- TASK STATEMENT:
Decide whether each statement agrees with the text on the New Zealand Order of Merit. Answer yes or no for each, quoting the deciding words of the text. 1. The order was established by royal warrant in 1996. 2. The order ranks immediately ahead of the Order of New Zealand. 3. The Governor-General is the Sovereign of the order.

- TEXT:
★ ★ ★ ★ ★
The New Zealand Order of Merit is an order of merit in the New Zealand royal honours system. It was established by royal warrant on 30 May 1996 by Elizabeth II, Queen of New Zealand, "for those persons who in any field of endeavour, have rendered meritorious service to the Crown and nation or who have become distinguished by their eminence, talents, contributions or other merits", to recognise outstanding service to the Crown and people of New Zealand in a civil or military capacity.

In the order of precedence, the New Zealand Order of Merit ranks immediately after the Order of New Zealand.

Creation
Prior to 1996, New Zealanders received appointments to various British orders, such as the Order of the Bath, the Order of St Michael and St George, the Order of the British Empire, and the Order of the Companions of Honour, as well as the distinction of Knight Bachelor. The change came about after the Prime Minister's Honours Advisory Committee (1995) was created "to consider and present options and suggestions on the structure of a New Zealand Royal Honours System in New Zealand, which is designed to recognise meritorious service, gallantry and bravery and long service".

Composition

The monarch of New Zealand is the Sovereign of the order and the Governor-General is its Chancellor. Appointments are made at five levels: 
Knight or Dame Grand Companion (GNZM)
Knight or Dame Companion (KNZM or DNZM)
Companion (CNZM)
★ ★ ★ ★ ★
- SOURCE DATA:

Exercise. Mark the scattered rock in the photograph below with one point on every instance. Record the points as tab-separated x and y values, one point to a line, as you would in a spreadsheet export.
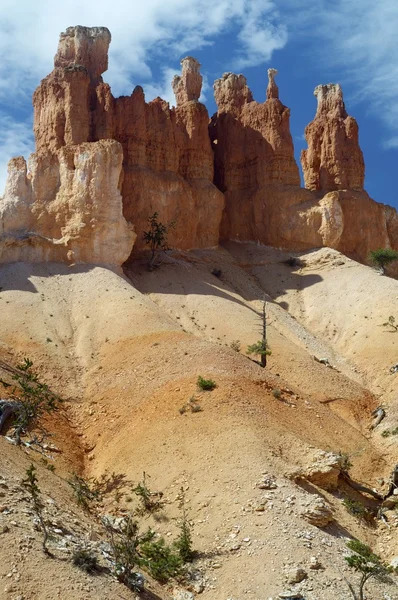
318	513
295	575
★ ★ ★ ★ ★
- TASK RESPONSE:
1. Yes: "It was established by royal warrant on 30 May 1996"
2. No: "the New Zealand Order of Merit ranks immediately after the Order of New Zealand"
3. No: "The monarch of New Zealand is the Sovereign of the order and the Governor-General is its Chancellor"